── GIVEN TEXT

My therapist is officially on vacation now. *Sigh*
Today’s session went pretty well. There’s nothing that was bad or negative about it, I’m just sad that she’s going to out of the office for 12 damn days. Boo.
I opened the session by asking if she was ready for vacation. She said,
“Well not yet! Are you still mad that I’m going on vacation?”
I said yes and then outlined many of the things I spoke about in my last post. I was very honest with her. She figured I was worried about the usual fears (abandonment) but I added my concern that we would lose the momentum we’d worked so hard to build up over the last several weeks. She agreed and said that although it could (and likely will) be difficult to pick up where we left off, we also won’t be starting over again.
But I’m still concerned. I feel so good right now about where we are, relationally. I feel so relaxed in the relationship, in a way I’ve never experienced in therapy before. I found myself beginning to jump to conclusions during session today regarding her thoughts about me, but then I “reality checked” myself and realized I don’t actually believe she’s thinking anything bad about me. I suppose I have a different level of trust with her. I feel very calm and open right now.

────
── DATA FOR ANALYSIS

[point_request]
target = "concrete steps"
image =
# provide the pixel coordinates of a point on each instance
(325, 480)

────
── DATA FOR ANALYSIS

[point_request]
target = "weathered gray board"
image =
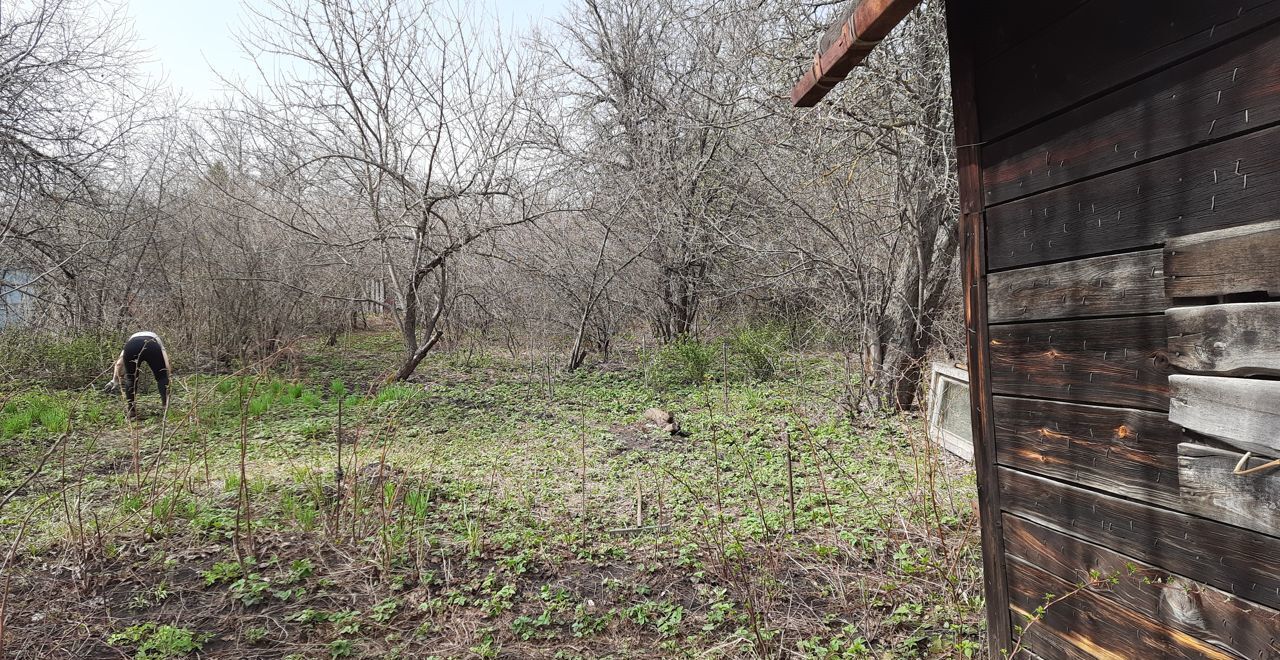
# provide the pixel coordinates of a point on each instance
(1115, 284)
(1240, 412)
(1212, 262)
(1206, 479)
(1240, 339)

────
── DATA FOR ANALYSIS

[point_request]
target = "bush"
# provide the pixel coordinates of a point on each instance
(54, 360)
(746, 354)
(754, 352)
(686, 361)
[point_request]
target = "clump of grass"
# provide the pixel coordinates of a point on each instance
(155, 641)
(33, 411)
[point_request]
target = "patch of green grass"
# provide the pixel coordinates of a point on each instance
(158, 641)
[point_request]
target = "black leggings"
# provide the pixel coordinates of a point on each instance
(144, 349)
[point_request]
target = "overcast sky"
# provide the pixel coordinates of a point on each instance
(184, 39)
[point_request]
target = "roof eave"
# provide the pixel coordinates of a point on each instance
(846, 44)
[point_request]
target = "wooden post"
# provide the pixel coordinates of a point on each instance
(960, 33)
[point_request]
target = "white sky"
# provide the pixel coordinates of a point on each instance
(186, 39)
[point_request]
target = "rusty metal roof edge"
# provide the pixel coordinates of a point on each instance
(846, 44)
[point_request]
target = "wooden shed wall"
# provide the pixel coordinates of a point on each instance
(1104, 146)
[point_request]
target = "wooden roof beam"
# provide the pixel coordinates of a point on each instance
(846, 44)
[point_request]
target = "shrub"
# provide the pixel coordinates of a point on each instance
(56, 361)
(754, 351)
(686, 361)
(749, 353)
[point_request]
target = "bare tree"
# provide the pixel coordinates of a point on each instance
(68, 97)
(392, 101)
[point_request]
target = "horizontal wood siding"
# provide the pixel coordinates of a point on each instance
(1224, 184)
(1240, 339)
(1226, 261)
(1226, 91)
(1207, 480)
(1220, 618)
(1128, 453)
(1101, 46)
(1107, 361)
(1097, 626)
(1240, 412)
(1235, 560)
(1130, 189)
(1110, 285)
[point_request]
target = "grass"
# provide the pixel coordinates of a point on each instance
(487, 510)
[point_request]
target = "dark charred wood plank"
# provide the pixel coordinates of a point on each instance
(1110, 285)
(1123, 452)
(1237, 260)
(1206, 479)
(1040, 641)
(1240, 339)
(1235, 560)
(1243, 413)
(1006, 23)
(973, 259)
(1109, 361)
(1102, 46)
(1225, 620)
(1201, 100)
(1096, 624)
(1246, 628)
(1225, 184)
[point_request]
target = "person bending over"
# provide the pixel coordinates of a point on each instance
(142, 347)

────

## REQUIREMENT 1
According to the post, how long will the therapist be out of the office?
## REQUIREMENT 2
Write out everything in the post from "I opened the" down to "starting over again.".
The material plays no part in what comes next.

## YOUR RESPONSE 1
12 days.

## YOUR RESPONSE 2
I opened the session by asking if she was ready for vacation. She said,
“Well not yet! Are you still mad that I’m going on vacation?”
I said yes and then outlined many of the things I spoke about in my last post. I was very honest with her. She figured I was worried about the usual fears (abandonment) but I added my concern that we would lose the momentum we’d worked so hard to build up over the last several weeks. She agreed and said that although it could (and likely will) be difficult to pick up where we left off, we also won’t be starting over again.